Goal: Gather every line of the data below that contains the string "wheel", treating uppercase and lowercase as different.

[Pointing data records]
————

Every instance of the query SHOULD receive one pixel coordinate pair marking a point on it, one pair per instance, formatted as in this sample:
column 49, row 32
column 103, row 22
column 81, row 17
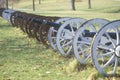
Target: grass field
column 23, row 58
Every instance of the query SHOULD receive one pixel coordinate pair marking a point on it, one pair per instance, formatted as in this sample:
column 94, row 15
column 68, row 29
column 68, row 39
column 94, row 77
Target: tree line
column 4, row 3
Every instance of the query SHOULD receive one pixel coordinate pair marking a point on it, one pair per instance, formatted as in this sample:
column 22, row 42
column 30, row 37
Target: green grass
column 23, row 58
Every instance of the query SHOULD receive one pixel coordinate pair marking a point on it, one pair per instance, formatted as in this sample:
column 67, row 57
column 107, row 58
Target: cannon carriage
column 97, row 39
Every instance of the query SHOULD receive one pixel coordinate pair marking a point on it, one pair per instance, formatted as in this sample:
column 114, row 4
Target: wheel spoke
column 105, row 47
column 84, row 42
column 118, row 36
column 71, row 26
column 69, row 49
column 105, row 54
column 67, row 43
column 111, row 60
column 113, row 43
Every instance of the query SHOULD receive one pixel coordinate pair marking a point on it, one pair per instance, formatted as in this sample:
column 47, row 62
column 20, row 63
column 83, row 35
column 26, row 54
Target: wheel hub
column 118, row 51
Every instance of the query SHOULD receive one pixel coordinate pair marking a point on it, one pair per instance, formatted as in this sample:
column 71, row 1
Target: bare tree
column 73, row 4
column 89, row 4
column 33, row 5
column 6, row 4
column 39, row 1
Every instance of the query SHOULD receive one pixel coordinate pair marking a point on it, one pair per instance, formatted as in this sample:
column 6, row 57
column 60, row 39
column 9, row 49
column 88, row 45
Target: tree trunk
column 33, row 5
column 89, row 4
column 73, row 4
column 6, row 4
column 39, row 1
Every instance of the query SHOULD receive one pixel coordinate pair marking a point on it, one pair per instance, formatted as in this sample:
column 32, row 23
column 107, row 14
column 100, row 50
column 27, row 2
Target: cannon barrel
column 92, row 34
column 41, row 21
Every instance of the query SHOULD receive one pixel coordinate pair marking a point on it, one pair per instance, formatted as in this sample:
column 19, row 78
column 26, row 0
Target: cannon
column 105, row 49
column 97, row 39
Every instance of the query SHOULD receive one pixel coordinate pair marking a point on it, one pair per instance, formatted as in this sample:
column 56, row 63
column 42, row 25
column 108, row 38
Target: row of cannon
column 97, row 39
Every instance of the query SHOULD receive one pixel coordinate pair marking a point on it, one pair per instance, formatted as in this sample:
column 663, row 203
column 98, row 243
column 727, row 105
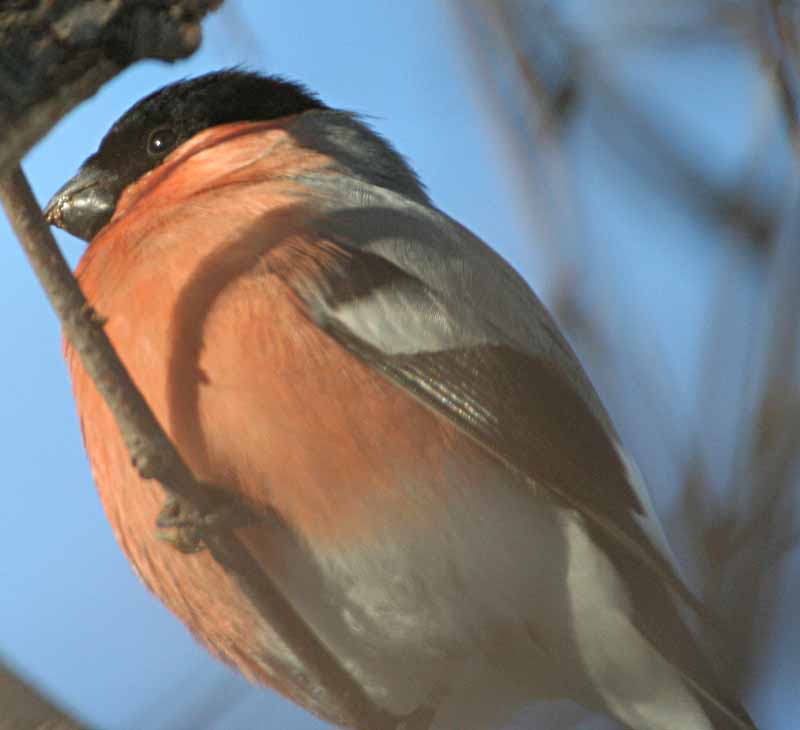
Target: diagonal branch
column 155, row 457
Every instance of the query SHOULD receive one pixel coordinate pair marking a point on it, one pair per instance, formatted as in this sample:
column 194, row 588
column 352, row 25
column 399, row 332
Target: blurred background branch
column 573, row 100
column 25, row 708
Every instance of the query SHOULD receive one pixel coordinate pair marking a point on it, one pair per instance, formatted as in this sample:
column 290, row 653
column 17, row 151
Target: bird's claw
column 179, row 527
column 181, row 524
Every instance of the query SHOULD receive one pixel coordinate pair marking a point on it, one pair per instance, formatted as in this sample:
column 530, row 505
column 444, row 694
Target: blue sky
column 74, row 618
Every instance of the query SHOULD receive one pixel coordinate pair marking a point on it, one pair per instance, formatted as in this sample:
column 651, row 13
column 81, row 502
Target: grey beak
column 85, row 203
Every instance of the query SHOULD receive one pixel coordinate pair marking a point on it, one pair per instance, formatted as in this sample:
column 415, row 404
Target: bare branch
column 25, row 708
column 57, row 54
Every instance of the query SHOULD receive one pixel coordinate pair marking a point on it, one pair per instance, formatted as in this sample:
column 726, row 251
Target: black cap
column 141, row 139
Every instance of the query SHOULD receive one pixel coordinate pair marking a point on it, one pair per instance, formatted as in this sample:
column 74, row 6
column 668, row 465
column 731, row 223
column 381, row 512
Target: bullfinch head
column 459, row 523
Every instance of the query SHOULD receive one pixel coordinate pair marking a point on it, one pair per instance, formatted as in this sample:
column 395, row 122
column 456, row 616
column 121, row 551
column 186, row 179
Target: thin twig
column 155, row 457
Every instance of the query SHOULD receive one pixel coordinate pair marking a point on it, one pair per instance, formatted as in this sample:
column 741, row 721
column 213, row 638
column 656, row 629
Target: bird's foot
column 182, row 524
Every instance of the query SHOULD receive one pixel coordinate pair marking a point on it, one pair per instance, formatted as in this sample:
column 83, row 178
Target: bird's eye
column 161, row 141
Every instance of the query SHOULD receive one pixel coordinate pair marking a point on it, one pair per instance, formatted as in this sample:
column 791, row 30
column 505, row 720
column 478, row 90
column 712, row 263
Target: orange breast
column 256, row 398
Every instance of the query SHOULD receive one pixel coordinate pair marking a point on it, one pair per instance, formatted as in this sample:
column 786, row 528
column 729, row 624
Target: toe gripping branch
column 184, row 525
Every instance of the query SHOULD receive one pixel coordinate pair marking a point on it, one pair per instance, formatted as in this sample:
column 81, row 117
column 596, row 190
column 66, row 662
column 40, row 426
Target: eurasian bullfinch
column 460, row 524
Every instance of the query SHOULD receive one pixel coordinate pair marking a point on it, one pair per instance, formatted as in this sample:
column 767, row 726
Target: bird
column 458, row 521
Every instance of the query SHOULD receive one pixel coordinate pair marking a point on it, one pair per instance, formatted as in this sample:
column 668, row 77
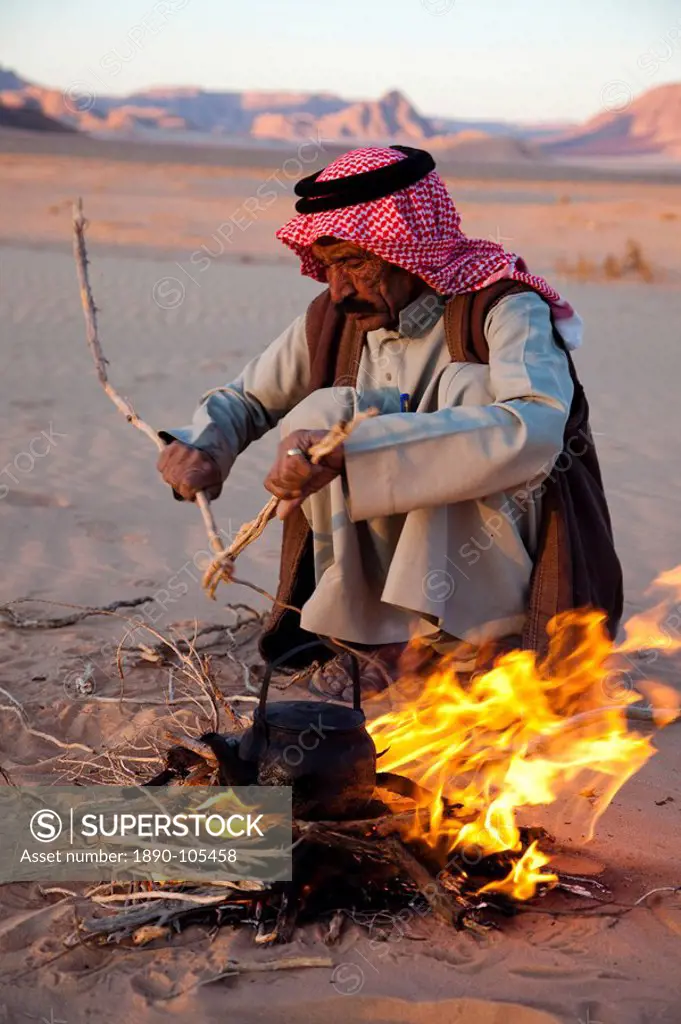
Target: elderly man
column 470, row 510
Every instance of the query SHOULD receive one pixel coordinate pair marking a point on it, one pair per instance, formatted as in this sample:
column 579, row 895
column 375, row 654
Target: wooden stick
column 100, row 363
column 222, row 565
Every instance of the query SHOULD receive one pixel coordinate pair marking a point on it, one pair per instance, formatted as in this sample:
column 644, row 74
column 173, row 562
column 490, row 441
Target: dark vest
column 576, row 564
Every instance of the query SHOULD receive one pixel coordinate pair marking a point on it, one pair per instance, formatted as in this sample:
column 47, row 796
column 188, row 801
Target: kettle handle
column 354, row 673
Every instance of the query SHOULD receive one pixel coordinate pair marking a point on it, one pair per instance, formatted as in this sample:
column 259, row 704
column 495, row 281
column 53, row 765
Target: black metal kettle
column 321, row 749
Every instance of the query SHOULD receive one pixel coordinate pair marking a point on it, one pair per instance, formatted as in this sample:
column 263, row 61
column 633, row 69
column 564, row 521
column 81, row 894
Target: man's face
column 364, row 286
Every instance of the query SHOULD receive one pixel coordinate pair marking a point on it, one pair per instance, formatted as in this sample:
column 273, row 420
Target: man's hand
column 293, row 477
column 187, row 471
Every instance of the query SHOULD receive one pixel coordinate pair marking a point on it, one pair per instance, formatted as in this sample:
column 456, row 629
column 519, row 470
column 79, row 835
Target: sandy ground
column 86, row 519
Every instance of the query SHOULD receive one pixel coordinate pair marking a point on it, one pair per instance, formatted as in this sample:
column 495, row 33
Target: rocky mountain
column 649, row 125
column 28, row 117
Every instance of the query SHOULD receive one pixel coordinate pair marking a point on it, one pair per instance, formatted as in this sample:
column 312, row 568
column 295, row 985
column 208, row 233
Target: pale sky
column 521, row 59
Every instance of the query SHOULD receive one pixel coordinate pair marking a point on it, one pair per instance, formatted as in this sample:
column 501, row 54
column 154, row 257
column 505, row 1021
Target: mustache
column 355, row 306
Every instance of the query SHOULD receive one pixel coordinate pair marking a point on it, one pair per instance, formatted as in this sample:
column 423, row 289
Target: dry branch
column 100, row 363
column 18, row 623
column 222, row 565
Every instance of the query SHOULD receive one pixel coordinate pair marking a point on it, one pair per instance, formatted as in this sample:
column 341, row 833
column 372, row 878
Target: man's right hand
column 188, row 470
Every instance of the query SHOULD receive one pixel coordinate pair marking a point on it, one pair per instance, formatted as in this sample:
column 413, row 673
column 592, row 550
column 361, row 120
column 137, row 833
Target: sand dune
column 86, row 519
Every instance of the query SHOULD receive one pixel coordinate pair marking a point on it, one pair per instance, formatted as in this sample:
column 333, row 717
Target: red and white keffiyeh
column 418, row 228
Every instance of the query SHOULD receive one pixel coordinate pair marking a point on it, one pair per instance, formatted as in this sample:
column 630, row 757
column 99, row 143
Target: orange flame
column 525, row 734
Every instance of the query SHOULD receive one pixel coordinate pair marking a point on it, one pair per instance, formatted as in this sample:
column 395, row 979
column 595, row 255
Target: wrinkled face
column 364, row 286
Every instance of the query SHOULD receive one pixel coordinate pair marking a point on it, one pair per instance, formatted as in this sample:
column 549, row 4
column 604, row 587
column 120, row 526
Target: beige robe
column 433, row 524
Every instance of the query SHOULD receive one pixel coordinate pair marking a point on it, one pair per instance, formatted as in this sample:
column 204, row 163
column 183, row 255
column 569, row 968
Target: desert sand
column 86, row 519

————

Response:
Target: wheel spoke
Target: wheel hub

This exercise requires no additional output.